EXCERPTED PASSAGE:
* Start *

Bonds’ seasons in Pittsburgh are not associated with the steroid era. Playing with a noticeably smaller frame than in San Francisco, Bonds slashed .275/.380/.503 while averaging 25 home runs, 79 RBI and 36 stolen bases per season. He finished his career in Pittsburgh with 33, 25 and 34 home runs, respectively in his final three seasons — high totals but nothing like what would come in San Francisco.

In 15 seasons with the Giants, Bonds matched or surpassed Pittsburgh’s home run high (34) 11 times (46, 37, 42, 40, 37, 34, 49, 73, 46, 45, 45). He slashed .312/.477/.666 while averaging 39 home runs and 96 RBI per season. Despite repeatedly leading the league in walks (11 times) and on-base percentage (eight times) in San Francisco, he saw a sharp decline in stolen bases (17.5 per season).

This Pirates tribute is about Bonds’ early MLB days. Obviously, whether he’s in the Baseball Hall of Fame won’t matter much to Bonds on August 24. And he seems really stoked to be part of the Pittsburgh class.

“Leland and I are going to have to try to control our emotions, because I think we might cry more that day than actually talk. But it will still be great,” Bonds said.

* End *

SET PROBLEM: Update the Bonds passage, starting at "In 15 seasons" and ending at "(17.5 per season).", so that "walks" becomes "bases on balls".

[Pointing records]

* Start *

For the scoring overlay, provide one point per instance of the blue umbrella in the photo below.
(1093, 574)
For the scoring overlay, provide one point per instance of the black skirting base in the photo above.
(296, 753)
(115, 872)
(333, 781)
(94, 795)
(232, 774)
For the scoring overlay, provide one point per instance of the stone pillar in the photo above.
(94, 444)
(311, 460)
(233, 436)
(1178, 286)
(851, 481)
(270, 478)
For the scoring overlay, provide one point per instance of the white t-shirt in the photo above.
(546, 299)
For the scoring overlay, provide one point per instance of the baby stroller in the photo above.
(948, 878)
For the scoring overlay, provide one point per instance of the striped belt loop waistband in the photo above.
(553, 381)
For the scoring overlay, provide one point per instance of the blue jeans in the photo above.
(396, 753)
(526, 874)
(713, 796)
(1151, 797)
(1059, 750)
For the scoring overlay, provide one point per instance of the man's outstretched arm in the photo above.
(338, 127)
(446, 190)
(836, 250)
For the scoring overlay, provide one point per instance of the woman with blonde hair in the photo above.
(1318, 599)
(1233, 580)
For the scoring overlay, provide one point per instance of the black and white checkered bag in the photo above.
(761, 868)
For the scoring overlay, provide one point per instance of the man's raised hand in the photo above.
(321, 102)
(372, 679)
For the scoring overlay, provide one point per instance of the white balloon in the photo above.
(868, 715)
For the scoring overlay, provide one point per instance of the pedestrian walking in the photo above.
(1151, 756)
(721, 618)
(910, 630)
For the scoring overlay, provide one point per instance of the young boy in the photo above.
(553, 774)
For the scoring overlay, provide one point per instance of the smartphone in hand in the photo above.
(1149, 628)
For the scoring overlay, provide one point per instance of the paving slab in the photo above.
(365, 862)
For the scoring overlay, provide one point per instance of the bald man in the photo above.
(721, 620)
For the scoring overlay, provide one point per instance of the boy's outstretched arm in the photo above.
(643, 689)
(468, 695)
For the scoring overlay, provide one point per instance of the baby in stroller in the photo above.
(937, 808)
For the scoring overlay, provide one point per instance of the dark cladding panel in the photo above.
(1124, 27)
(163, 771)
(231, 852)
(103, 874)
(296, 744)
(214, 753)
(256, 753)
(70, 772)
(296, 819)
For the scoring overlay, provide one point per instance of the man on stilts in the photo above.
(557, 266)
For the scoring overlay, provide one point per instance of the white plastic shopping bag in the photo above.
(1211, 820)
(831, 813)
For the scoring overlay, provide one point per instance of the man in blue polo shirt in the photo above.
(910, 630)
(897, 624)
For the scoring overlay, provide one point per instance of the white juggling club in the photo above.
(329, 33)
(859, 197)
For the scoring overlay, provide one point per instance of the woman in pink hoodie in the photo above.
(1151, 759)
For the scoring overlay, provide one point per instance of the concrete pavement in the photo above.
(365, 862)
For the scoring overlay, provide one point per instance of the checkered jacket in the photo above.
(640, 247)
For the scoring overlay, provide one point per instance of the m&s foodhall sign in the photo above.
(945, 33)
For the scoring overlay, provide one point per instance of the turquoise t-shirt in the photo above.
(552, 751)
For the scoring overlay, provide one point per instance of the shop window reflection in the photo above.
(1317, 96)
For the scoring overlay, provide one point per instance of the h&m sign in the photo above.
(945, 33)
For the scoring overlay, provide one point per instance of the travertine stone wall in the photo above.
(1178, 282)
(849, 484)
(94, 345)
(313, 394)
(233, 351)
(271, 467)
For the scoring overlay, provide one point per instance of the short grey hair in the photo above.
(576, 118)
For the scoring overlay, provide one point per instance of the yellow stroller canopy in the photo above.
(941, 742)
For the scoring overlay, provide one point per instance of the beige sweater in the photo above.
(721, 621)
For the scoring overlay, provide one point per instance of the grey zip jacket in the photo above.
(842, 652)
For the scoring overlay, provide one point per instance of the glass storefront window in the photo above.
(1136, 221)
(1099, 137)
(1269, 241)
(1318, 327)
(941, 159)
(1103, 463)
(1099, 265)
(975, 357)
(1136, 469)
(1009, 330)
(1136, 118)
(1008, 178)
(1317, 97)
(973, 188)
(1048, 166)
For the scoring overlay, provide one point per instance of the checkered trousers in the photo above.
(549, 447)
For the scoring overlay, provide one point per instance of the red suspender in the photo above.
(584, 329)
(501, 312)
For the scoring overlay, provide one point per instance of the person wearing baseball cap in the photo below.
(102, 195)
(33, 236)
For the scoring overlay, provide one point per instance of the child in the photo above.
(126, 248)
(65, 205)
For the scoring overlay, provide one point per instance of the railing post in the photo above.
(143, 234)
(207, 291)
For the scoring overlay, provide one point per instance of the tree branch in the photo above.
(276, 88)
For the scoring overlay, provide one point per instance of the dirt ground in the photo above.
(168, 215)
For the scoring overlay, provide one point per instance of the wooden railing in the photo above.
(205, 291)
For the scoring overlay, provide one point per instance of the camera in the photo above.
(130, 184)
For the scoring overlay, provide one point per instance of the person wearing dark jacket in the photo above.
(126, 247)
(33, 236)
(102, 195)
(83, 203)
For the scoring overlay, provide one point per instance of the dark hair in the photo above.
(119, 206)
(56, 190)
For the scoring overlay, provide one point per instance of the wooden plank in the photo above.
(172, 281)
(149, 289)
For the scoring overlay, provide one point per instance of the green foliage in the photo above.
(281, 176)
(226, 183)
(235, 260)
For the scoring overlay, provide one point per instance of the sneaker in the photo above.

* End *

SOLUTION FOR THIS EXERCISE:
In 15 seasons with the Giants, Bonds matched or surpassed Pittsburgh’s home run high (34) 11 times (46, 37, 42, 40, 37, 34, 49, 73, 46, 45, 45). He slashed .312/.477/.666 while averaging 39 home runs and 96 RBI per season. Despite repeatedly leading the league in bases on balls (11 times) and on-base percentage (eight times) in San Francisco, he saw a sharp decline in stolen bases (17.5 per season).